**Problem statement**
Express the lines of the records below, from the line with "--target grass inflorescence" to the line with "[[[132,32],[135,32],[137,31],[137,28],[131,28],[131,31]]]", as a JSON list of strings, one per line, with blank lines omitted. Leave the pictures out of the list.

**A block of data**
────────────────────────────────────────

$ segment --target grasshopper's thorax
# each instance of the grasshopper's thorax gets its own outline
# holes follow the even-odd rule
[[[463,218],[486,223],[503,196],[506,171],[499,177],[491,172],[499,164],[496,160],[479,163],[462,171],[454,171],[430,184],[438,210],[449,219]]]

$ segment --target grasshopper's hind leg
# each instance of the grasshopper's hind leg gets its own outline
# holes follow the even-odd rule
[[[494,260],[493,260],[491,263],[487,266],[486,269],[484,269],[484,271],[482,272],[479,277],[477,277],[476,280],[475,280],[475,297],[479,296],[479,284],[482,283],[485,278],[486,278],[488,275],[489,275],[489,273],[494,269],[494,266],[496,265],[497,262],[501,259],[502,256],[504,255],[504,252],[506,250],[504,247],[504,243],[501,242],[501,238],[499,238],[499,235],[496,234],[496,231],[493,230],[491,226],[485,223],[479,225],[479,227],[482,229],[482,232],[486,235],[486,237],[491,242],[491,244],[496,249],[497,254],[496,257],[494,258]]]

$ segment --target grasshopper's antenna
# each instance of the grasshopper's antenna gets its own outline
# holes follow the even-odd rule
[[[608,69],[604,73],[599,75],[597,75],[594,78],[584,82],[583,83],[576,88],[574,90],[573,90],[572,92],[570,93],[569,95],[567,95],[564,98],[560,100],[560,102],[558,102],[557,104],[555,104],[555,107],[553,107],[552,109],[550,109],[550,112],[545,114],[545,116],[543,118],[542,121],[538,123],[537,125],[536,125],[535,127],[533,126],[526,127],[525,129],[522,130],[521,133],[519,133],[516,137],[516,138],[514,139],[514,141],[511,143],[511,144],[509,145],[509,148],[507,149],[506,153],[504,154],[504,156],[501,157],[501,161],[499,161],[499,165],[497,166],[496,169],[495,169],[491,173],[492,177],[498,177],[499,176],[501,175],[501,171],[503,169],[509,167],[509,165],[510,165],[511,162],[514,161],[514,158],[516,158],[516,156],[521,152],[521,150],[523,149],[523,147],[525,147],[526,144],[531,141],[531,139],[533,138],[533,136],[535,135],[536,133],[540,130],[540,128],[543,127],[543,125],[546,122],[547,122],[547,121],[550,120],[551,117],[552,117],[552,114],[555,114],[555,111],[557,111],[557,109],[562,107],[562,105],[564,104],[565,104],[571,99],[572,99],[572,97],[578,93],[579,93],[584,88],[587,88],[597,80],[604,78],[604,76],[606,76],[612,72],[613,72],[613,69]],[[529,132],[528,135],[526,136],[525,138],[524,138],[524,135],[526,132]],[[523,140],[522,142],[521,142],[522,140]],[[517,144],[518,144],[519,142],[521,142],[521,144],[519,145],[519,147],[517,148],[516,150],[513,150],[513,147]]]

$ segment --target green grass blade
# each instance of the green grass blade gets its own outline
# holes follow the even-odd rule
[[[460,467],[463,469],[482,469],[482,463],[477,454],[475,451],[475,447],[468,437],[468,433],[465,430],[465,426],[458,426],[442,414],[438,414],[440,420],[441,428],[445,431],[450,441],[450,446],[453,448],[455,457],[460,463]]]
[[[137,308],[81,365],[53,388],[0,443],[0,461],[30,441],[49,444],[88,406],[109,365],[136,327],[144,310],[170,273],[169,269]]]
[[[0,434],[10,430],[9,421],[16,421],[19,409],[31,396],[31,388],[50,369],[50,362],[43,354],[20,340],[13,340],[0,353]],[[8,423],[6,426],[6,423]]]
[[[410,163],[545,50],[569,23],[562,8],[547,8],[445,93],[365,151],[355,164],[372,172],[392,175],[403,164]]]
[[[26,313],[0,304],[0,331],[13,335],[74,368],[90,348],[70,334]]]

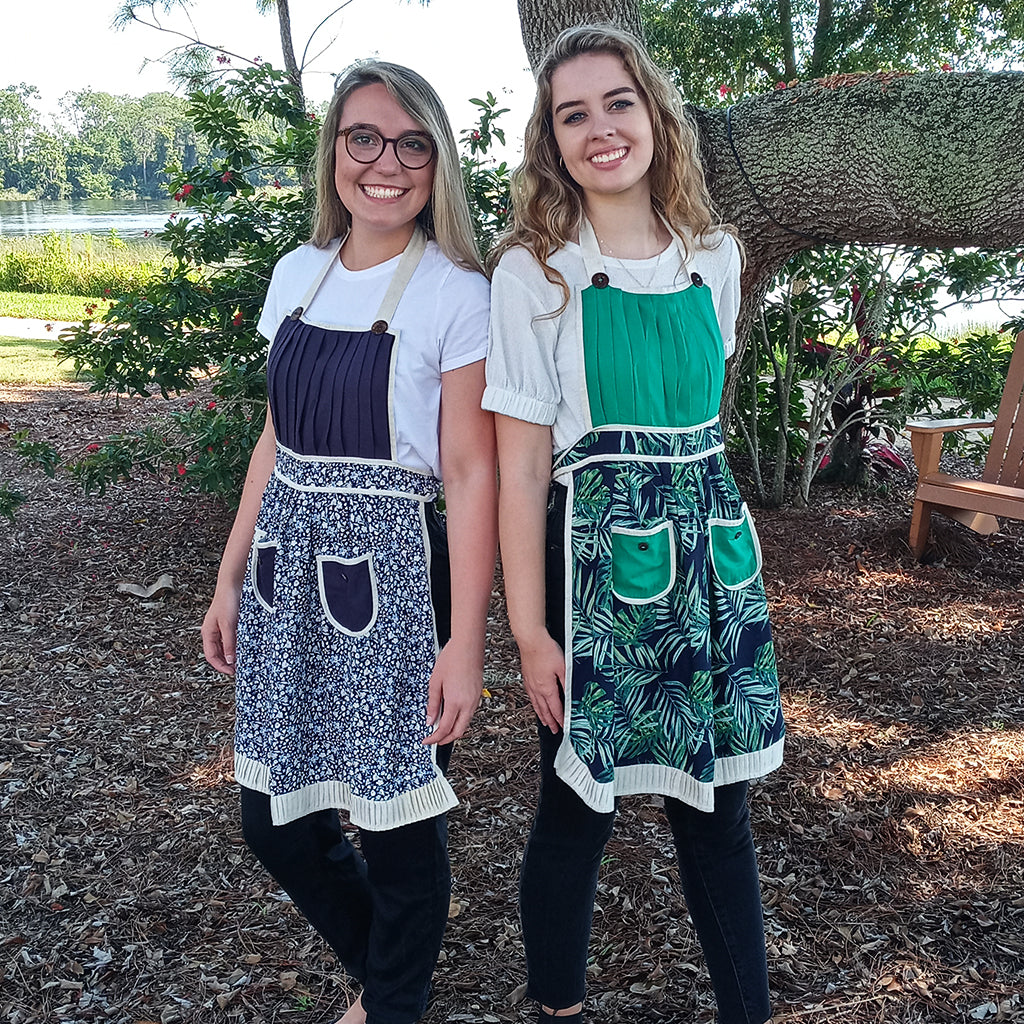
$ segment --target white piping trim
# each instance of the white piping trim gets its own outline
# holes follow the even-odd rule
[[[309,495],[386,495],[388,498],[408,498],[414,502],[425,503],[432,502],[437,497],[436,495],[418,495],[411,490],[388,490],[386,487],[332,487],[329,485],[318,487],[311,483],[296,483],[291,477],[279,473],[278,470],[273,471],[273,475],[293,490],[302,490]]]
[[[436,759],[436,754],[434,754]],[[270,820],[275,825],[287,824],[313,811],[341,808],[358,828],[384,831],[437,817],[459,806],[459,798],[434,765],[436,773],[426,785],[400,793],[390,800],[366,800],[352,794],[347,782],[326,779],[302,786],[292,793],[270,793],[270,770],[266,765],[244,754],[234,754],[234,779],[247,790],[256,790],[270,797]]]
[[[555,772],[588,807],[601,814],[615,809],[616,797],[654,793],[681,800],[698,811],[713,811],[717,786],[761,778],[774,771],[782,763],[784,743],[785,737],[780,736],[763,751],[716,758],[714,782],[701,782],[680,768],[659,764],[623,765],[615,768],[613,782],[598,782],[580,760],[566,730],[555,756]]]
[[[334,613],[331,611],[331,605],[328,603],[327,590],[324,586],[324,563],[325,562],[336,562],[339,565],[361,565],[364,563],[370,566],[370,595],[373,602],[373,612],[370,615],[370,622],[362,627],[361,630],[350,630],[346,626],[343,626],[337,618],[334,617]],[[342,558],[340,555],[317,555],[316,556],[316,585],[319,588],[321,595],[321,607],[324,609],[324,614],[327,621],[337,630],[340,630],[345,636],[348,637],[364,637],[373,628],[374,624],[377,622],[377,611],[379,609],[379,603],[377,600],[377,568],[374,565],[374,554],[373,552],[368,552],[365,555],[359,555],[357,558]]]
[[[278,449],[279,451],[284,452],[289,458],[295,459],[296,462],[350,462],[355,466],[395,466],[403,473],[416,473],[417,476],[434,475],[429,469],[418,469],[415,466],[401,466],[395,463],[393,459],[357,459],[347,455],[302,455],[299,452],[293,452],[290,447],[286,447],[281,443],[281,441],[278,442]]]
[[[754,581],[757,580],[758,575],[761,572],[761,564],[762,564],[762,559],[761,559],[761,540],[758,537],[758,531],[754,528],[754,518],[751,516],[751,510],[746,507],[746,502],[743,502],[743,504],[740,505],[739,508],[740,508],[741,514],[740,514],[740,516],[739,516],[738,519],[719,519],[719,518],[715,518],[715,517],[712,517],[712,518],[708,519],[708,549],[711,552],[711,567],[712,567],[712,571],[715,573],[715,579],[718,580],[718,582],[726,590],[742,590],[743,587],[746,587],[750,584],[754,583]],[[749,575],[741,583],[728,584],[728,583],[726,583],[718,574],[718,568],[717,568],[717,566],[715,564],[715,535],[712,532],[711,527],[712,526],[739,526],[743,522],[745,522],[748,524],[748,526],[750,527],[751,537],[754,539],[754,553],[757,556],[757,558],[756,558],[757,564],[755,566],[754,573],[752,575]]]
[[[569,723],[572,721],[572,500],[575,489],[575,477],[569,475],[565,485],[565,515],[562,516],[562,551],[565,562],[562,567],[562,603],[564,605],[565,626],[563,635],[565,643],[562,652],[565,655],[565,682],[562,689],[562,735],[569,734]]]
[[[709,456],[718,455],[725,451],[725,444],[713,444],[710,449],[706,449],[703,452],[698,452],[695,455],[672,455],[672,456],[653,456],[653,455],[594,455],[587,459],[581,459],[579,462],[572,463],[571,466],[559,466],[553,470],[551,478],[553,480],[561,480],[562,477],[571,475],[575,470],[581,469],[584,466],[590,466],[594,463],[600,462],[648,462],[648,463],[666,463],[666,464],[681,464],[686,462],[698,462],[700,459],[707,459]]]
[[[660,601],[666,594],[672,591],[672,588],[676,586],[676,531],[672,528],[672,522],[666,520],[665,522],[658,523],[656,526],[651,526],[649,529],[630,529],[627,526],[612,526],[611,534],[618,534],[624,537],[653,537],[655,534],[664,534],[666,530],[669,531],[669,564],[672,571],[669,577],[669,585],[665,590],[655,594],[653,597],[625,597],[615,590],[614,584],[611,587],[611,593],[618,598],[623,604],[651,604],[653,601]],[[611,579],[615,578],[615,562],[614,555],[612,554],[611,560]]]

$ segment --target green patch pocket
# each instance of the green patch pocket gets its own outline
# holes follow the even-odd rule
[[[611,527],[611,592],[627,604],[665,597],[676,583],[676,535],[671,522],[649,529]]]
[[[712,570],[726,590],[739,590],[761,571],[761,545],[744,502],[738,519],[709,519]]]

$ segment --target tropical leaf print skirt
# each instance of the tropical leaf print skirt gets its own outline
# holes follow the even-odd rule
[[[630,793],[701,810],[782,758],[761,555],[717,422],[605,428],[560,460],[565,738],[559,775],[598,811]]]

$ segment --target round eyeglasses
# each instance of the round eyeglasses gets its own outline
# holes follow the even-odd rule
[[[348,155],[358,164],[372,164],[379,160],[388,142],[402,167],[418,171],[434,159],[433,139],[420,131],[402,132],[397,138],[385,138],[376,128],[352,125],[338,132],[345,137]]]

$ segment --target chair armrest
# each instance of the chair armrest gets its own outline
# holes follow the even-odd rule
[[[907,420],[906,428],[910,431],[910,447],[913,450],[913,462],[918,467],[918,481],[939,468],[939,458],[942,455],[942,438],[957,430],[979,430],[982,427],[994,427],[991,420]]]
[[[915,430],[926,434],[948,434],[955,430],[981,430],[984,427],[994,427],[995,420],[907,420],[906,429],[911,433]]]

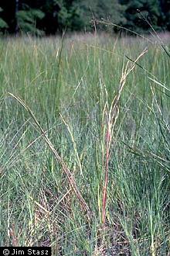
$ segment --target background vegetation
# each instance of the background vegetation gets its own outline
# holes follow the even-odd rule
[[[147,33],[148,22],[158,31],[170,30],[169,0],[2,0],[2,33],[56,34],[67,31],[117,31],[97,20],[106,19],[138,33]],[[121,31],[121,29],[119,29]]]
[[[1,39],[0,245],[168,255],[168,49],[79,36]]]

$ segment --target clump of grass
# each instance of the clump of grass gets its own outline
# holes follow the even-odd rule
[[[0,244],[167,255],[168,55],[76,36],[0,41]]]

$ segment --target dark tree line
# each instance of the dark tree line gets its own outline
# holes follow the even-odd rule
[[[0,33],[38,36],[67,31],[170,30],[170,0],[0,0]]]

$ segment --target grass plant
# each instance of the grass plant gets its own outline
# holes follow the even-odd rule
[[[0,245],[168,255],[168,43],[19,37],[0,52]]]

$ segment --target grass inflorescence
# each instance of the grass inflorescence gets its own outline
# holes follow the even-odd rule
[[[168,43],[77,35],[0,48],[0,245],[168,255]]]

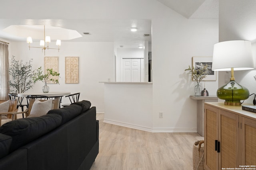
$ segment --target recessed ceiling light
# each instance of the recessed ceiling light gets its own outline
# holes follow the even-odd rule
[[[132,32],[135,32],[137,31],[137,28],[131,28],[131,31]]]

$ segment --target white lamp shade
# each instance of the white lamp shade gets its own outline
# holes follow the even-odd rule
[[[40,40],[40,46],[44,46],[44,40]]]
[[[56,40],[56,45],[58,45],[59,46],[60,46],[61,45],[61,41],[60,41],[60,39],[57,39],[57,40]]]
[[[212,70],[230,71],[249,70],[254,67],[250,41],[245,40],[221,42],[214,45]]]
[[[27,37],[27,43],[32,43],[32,37]]]
[[[46,37],[45,37],[45,42],[46,43],[51,42],[51,38],[49,36],[46,36]]]

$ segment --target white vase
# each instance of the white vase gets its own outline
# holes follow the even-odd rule
[[[49,92],[49,89],[50,88],[47,86],[47,83],[46,82],[44,86],[43,86],[43,92],[44,93],[48,93]]]
[[[195,86],[195,96],[201,96],[202,87],[198,83]]]

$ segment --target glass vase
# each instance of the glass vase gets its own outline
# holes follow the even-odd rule
[[[50,88],[49,86],[47,86],[47,83],[46,82],[44,84],[44,86],[42,88],[43,92],[44,93],[48,93],[49,92],[49,88]]]
[[[195,86],[195,96],[201,96],[202,87],[198,84]]]

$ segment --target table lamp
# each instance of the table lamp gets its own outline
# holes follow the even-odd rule
[[[217,96],[227,105],[240,105],[240,100],[249,98],[249,90],[235,81],[234,71],[254,68],[252,45],[248,41],[221,42],[214,45],[212,70],[231,71],[230,82],[220,88]]]

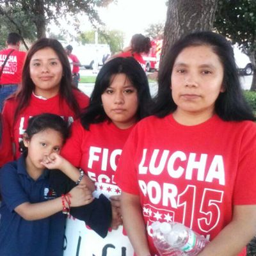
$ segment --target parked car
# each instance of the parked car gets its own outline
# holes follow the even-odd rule
[[[110,47],[104,44],[86,44],[84,45],[74,46],[73,51],[80,61],[81,66],[93,69],[95,65],[103,65],[106,56],[110,55]]]
[[[253,68],[249,57],[242,52],[237,45],[234,45],[233,49],[236,63],[239,74],[244,76],[252,75]]]

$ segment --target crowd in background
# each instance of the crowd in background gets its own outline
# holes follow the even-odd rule
[[[0,51],[0,255],[157,255],[159,220],[209,239],[200,256],[246,255],[255,116],[224,37],[178,40],[154,99],[141,34],[105,61],[90,99],[71,45],[41,38],[25,53],[20,42],[10,33]]]

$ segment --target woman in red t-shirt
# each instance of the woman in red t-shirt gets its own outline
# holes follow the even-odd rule
[[[136,255],[159,255],[159,221],[209,239],[198,256],[245,256],[256,230],[256,124],[230,42],[209,31],[177,42],[159,70],[153,113],[131,132],[115,175]]]
[[[20,88],[4,106],[0,166],[20,156],[19,141],[31,116],[51,113],[72,122],[88,102],[72,84],[70,66],[61,44],[54,39],[39,39],[28,52]]]
[[[151,104],[147,76],[134,58],[116,58],[100,69],[89,106],[72,124],[71,137],[61,154],[95,182],[95,196],[103,194],[109,198],[111,227],[117,230],[106,230],[103,239],[83,222],[68,219],[65,255],[75,255],[77,241],[81,239],[81,255],[104,255],[109,247],[111,256],[120,256],[122,252],[133,256],[131,243],[120,226],[120,190],[114,177],[126,139],[135,124],[148,115]]]

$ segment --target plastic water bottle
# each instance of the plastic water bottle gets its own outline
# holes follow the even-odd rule
[[[173,223],[172,230],[165,236],[167,243],[188,256],[198,255],[209,243],[204,236],[179,223]]]
[[[161,256],[195,256],[209,243],[177,222],[156,221],[151,227],[153,242]]]
[[[185,255],[180,250],[170,245],[166,237],[172,230],[172,223],[155,221],[151,225],[153,230],[153,242],[161,256]]]

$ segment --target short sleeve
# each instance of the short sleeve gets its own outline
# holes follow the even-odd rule
[[[137,168],[136,166],[136,129],[132,131],[122,152],[115,181],[120,189],[126,193],[139,195]]]
[[[12,150],[12,126],[13,113],[12,105],[9,100],[5,102],[2,112],[1,121],[3,133],[0,143],[0,167],[5,163],[13,160]]]
[[[61,155],[76,167],[80,166],[82,157],[81,143],[84,128],[79,120],[71,125],[71,136],[61,148]]]
[[[0,170],[0,191],[3,201],[10,211],[29,202],[17,173],[16,162],[5,164]]]
[[[256,124],[243,133],[234,190],[234,205],[256,204]]]

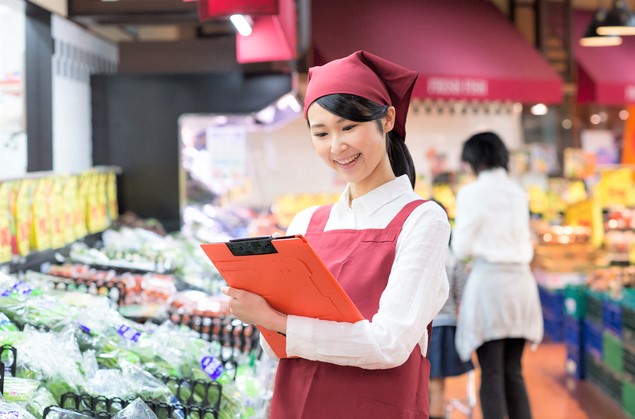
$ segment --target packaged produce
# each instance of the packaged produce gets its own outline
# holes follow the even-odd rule
[[[141,399],[135,399],[112,419],[157,419],[152,410]]]

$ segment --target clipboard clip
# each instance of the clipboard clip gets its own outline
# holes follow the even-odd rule
[[[278,253],[271,241],[271,236],[250,237],[246,239],[234,239],[227,243],[227,248],[234,256],[270,255]]]

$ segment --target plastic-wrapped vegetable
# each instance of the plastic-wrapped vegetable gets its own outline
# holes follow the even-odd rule
[[[34,394],[40,385],[37,380],[19,377],[4,377],[4,399],[8,402],[25,402]]]
[[[17,325],[62,330],[73,323],[75,309],[51,296],[21,295],[0,297],[0,311]]]
[[[17,350],[18,376],[42,381],[56,400],[66,392],[80,393],[85,388],[83,357],[72,329],[42,333],[27,327]]]
[[[93,417],[54,406],[49,410],[46,419],[93,419]]]
[[[177,400],[166,384],[141,367],[123,364],[122,370],[97,370],[87,387],[91,394],[124,400],[140,397],[143,400],[174,403]]]
[[[0,402],[0,419],[36,419],[18,403]]]
[[[57,405],[57,400],[44,386],[39,386],[26,404],[26,409],[37,419],[42,419],[44,409]]]
[[[157,419],[157,415],[150,410],[143,400],[135,399],[112,419]]]

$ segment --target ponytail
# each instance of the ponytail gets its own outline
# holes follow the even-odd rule
[[[386,137],[386,149],[388,150],[388,158],[390,159],[392,171],[395,173],[395,176],[408,175],[410,184],[414,189],[417,175],[406,142],[394,131],[389,132]]]

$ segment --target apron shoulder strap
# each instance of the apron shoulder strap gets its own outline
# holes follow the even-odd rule
[[[323,205],[315,210],[315,212],[311,216],[311,221],[309,221],[309,227],[306,230],[306,236],[311,234],[320,235],[324,232],[324,227],[326,226],[326,222],[329,220],[332,206],[332,204]]]
[[[406,219],[412,214],[419,205],[424,204],[428,201],[425,199],[417,199],[411,202],[408,202],[404,207],[395,215],[395,218],[390,221],[390,223],[386,226],[386,228],[398,228],[401,230],[401,226],[406,221]]]

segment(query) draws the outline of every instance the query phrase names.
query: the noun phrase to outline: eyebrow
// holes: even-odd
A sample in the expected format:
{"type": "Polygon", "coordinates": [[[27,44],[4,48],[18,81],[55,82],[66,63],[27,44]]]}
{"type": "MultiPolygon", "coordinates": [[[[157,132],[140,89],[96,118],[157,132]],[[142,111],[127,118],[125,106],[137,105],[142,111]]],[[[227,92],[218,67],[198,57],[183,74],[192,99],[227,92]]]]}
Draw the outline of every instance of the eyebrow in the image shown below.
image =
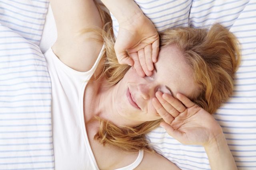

────────────────────────────────────────

**Result of the exercise**
[
  "$ segment --target grass inflorescence",
  "# each instance of the grass inflorescence gets its own outline",
  "# holes follow the even-odd rule",
  "[[[168,43],[77,35],[0,48],[0,245],[168,255]]]",
  "$ segment --target recessed ceiling light",
  "# each instance of the recessed ceiling light gets its own outline",
  "# holes follow the even-odd rule",
  "[[[132,32],[135,32],[137,31],[137,28],[131,28],[131,31]]]"
]